### [Document excerpt]

>>>

Updated: Jan 16, 2023

#1 This for you by Neil Gaiman

A reading written for two of his friends on their wedding day —

This for you, for both of you,

a small poem of happiness filled with small glories and little triumphs a fragile, short cheerful song filled with hope and all sorts of futures

Because at weddings we imagine the future Because it’s all about “what happened next?” all the work and negotiation and building and talk that makes even the tiniest happily ever after something to be proud of for a wee forever

This is a small thought for both of you like a feather or a prayer, a wish of trust and love and hope and fine brave hearts and true.

Like a tower, or a house made all of bones and dreams

and tomorrows and tomorrows and tomorrows



#2 The Amber Spyglass by Phillip Pullman

“I will love you forever; whatever happens. Till I die and after I die, and when I find my way out of the land of the dead, I’ll drift about forever, all my atoms, till I find you again… I’ll be looking for you, every moment, every single moment. And when we do find each other again, we’ll cling together so tight that nothing and no one’ll ever tear us apart. Every atom of me and every atom of you… We’ll live in birds and flowers and dragonflies and pine trees and in clouds and in those little specks of light you see floating in sunbeams… And when they use our atoms to make new lives, they won’t just be able to take one, they’ll have to take two, one of you and one of me.”



#3 LGBTQ - Supreme Court Case on Same-Sex Marriage: Obergefell v. Hodges

“From their beginning to their most recent page, the annals of human history reveal the transcendent importance of marriage. Marriage is sacred to those who live by their religions and offers unique fulfillment to those who find meaning in the secular realm. Its dynamic allows two people to find a life that could not be found alone, for a marriage becomes greater than just the two persons.

Rising from the most basic human needs, marriage is essential to our most profound hopes and aspirations. The centrality of marriage to the human condition makes it unsurprising that the institution has existed for millennia and across civilizations. Since the dawn of history, marriage has transformed strangers into relatives, binding families and societies together.

No union is more profound than marriage, for it embodies the highest ideals of love, fidelity, devotion, sacrifice, and family. In forming a marital union, two people become something greater than once they were.” – Justice Anthony Kennedy


#4 Star Wars: Knights of the Old Republic

Definition: ‘Love’ is making a shot to the knees of a target 120 kilometres away using an Aratech sniper rifle with a tri-light scope. Statement: This definition, I am told, is subject to interpretation. Obviously, ‘love’ is a matter of odds. Not many meatbags could make such a shot, and strangely enough, not many meatbags would derive love from it. Yet for me, love is knowing your target, putting them in your targeting reticle, and together, achieving a singular purpose, against statistically long odds.

<<<

### [Directive 1]
Answer from the wedding readings:
(a) For whom did Neil Gaiman write "This for you"?
(b) Who is credited with the passage from Obergefell v. Hodges?
(c) In the Knights of the Old Republic passage, what weapon is used to make the shot?
The text and the records below it come from unrelated sources.

### [Material provided]
>>>

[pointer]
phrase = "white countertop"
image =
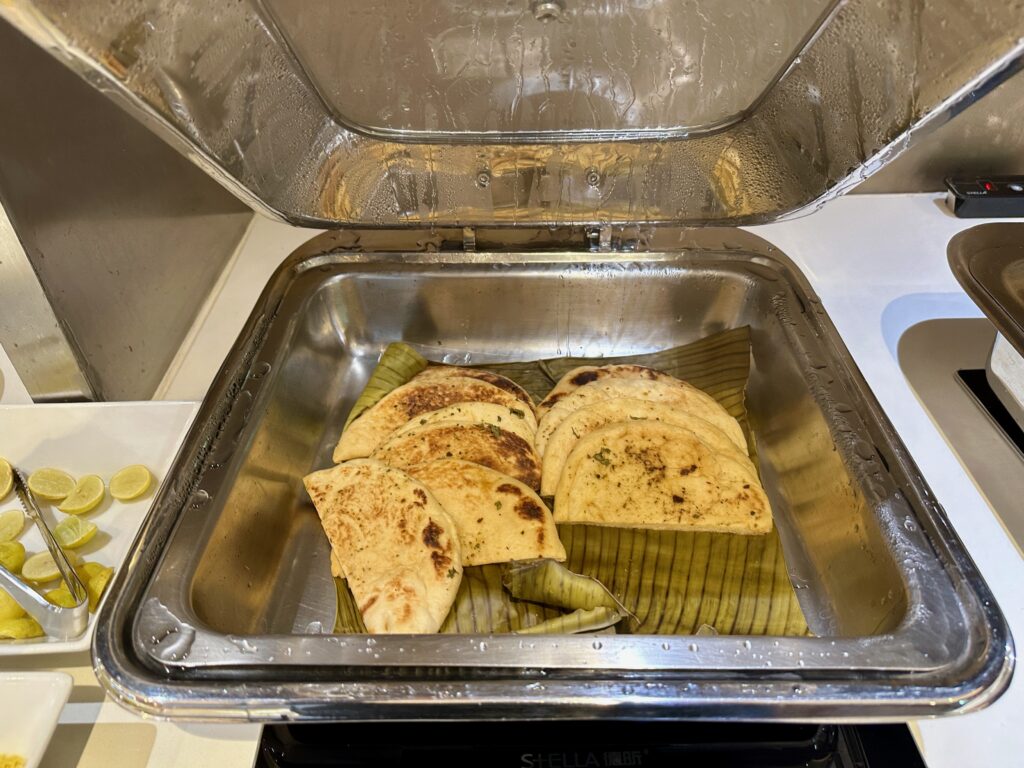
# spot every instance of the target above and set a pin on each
(879, 264)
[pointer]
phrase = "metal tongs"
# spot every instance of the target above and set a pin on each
(57, 622)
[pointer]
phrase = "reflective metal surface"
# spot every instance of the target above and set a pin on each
(39, 347)
(208, 619)
(122, 237)
(567, 70)
(985, 140)
(260, 111)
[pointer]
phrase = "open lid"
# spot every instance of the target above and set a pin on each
(988, 262)
(536, 112)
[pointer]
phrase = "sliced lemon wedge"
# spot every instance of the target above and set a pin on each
(51, 484)
(9, 607)
(96, 587)
(88, 569)
(19, 629)
(130, 482)
(72, 532)
(40, 568)
(12, 556)
(85, 497)
(6, 478)
(11, 523)
(61, 596)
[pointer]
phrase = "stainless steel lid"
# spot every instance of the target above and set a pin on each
(536, 112)
(988, 261)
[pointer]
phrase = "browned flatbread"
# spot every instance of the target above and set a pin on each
(584, 375)
(396, 545)
(480, 443)
(375, 425)
(499, 518)
(674, 392)
(502, 382)
(645, 474)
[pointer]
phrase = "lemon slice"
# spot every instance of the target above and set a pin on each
(12, 556)
(40, 568)
(85, 498)
(74, 531)
(88, 569)
(6, 478)
(51, 484)
(11, 523)
(9, 607)
(130, 482)
(61, 596)
(19, 629)
(96, 587)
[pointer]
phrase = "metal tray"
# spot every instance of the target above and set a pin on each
(208, 620)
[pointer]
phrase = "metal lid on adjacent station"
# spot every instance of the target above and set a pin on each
(365, 113)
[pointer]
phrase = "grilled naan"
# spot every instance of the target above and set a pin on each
(584, 375)
(499, 518)
(584, 421)
(419, 396)
(675, 393)
(480, 443)
(434, 373)
(646, 474)
(513, 420)
(397, 547)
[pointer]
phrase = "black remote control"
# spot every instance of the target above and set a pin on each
(985, 197)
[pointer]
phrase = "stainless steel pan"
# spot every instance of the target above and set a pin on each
(210, 620)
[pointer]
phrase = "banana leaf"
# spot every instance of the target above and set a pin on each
(674, 583)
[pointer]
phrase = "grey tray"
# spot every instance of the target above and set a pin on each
(211, 617)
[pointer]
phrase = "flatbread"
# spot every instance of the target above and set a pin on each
(515, 420)
(584, 421)
(676, 393)
(396, 545)
(646, 474)
(374, 426)
(584, 375)
(499, 518)
(480, 443)
(434, 373)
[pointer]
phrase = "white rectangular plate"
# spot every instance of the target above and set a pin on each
(30, 706)
(90, 438)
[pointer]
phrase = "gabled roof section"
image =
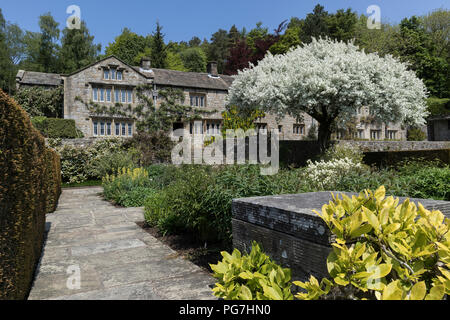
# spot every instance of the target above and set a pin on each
(146, 75)
(38, 78)
(191, 79)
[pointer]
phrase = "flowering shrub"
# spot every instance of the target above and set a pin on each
(383, 250)
(79, 164)
(327, 174)
(251, 276)
(128, 187)
(342, 151)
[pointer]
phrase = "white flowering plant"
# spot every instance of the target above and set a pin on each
(325, 175)
(328, 80)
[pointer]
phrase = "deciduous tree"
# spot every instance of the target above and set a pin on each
(328, 79)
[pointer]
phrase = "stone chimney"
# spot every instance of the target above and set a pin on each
(145, 63)
(212, 69)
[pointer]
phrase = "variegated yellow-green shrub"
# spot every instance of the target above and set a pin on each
(383, 250)
(252, 276)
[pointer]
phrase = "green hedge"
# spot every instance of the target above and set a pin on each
(30, 185)
(57, 128)
(438, 106)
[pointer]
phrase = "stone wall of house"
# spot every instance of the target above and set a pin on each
(81, 85)
(378, 146)
(441, 130)
(290, 232)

<<<

### [Directive 2]
Pull out every line of the records that contains the word "stone".

### [Written answer 1]
(a) Two of his friends, on their wedding day.
(b) Justice Anthony Kennedy.
(c) An Aratech sniper rifle with a tri-light scope.

### [Written answer 2]
phrase = "stone chimney"
phrase = "stone wall of house"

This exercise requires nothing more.